→ SOURCE EXTRACT
Foreign Voices in the House

Abdulmalik Merchant: From all those you have heard and met during your lifetime, what would you say to his followers about their own Imam?

J. Patrick Boyer: All around the world there are individuals holding office….But being an office holder does not make someone a leader. The Aga Khan is a leader. To have the opportunity to follow him and advance the vital causes he identifies, as Ismaili Muslims do, is a rare opportunity.”

20140227_Aga Khan addressing the Canadian Parliament

His Highness the Aga Khan delivers a historic address to a joint session of the Parliament of Canada on 27 February 2014, at the invitation of Prime Minister Stephen Harper.

Point localization material
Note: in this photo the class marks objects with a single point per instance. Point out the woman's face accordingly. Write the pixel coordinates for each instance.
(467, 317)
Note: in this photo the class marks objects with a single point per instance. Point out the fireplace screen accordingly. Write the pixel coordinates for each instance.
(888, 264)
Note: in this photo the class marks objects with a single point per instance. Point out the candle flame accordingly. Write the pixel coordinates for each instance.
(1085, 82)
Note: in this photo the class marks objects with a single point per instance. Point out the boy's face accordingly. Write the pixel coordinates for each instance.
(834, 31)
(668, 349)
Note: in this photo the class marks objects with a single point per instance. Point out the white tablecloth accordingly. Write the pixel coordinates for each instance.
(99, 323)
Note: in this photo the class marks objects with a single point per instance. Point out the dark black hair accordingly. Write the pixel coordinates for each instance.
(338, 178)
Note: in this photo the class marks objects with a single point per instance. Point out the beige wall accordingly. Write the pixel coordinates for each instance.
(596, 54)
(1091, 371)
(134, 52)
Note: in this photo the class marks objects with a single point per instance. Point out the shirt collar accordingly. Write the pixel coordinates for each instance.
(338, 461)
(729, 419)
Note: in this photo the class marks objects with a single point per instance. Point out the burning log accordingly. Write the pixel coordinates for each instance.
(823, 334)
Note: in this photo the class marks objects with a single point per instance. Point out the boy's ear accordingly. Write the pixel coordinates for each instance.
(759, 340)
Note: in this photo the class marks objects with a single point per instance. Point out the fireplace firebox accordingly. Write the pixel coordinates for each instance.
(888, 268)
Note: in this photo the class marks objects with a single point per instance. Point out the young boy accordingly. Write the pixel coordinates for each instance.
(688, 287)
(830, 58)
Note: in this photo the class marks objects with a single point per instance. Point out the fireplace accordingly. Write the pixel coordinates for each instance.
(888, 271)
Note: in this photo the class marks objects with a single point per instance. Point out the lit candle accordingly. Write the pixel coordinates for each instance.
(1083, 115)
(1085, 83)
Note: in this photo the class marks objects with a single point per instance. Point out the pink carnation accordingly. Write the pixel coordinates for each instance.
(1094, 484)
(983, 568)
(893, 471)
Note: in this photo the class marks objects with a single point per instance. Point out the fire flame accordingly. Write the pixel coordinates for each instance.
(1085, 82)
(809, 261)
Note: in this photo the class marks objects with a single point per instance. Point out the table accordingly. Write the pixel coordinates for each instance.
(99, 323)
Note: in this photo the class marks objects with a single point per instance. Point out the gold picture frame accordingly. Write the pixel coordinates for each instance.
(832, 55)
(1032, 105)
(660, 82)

→ TASK DESCRIPTION
Update the Aga Khan interview excerpt from "His Highness the" to "Minister Stephen Harper.", changing "joint session" to "special sitting".

→ WRITTEN ANSWER
His Highness the Aga Khan delivers a historic address to a special sitting of the Parliament of Canada on 27 February 2014, at the invitation of Prime Minister Stephen Harper.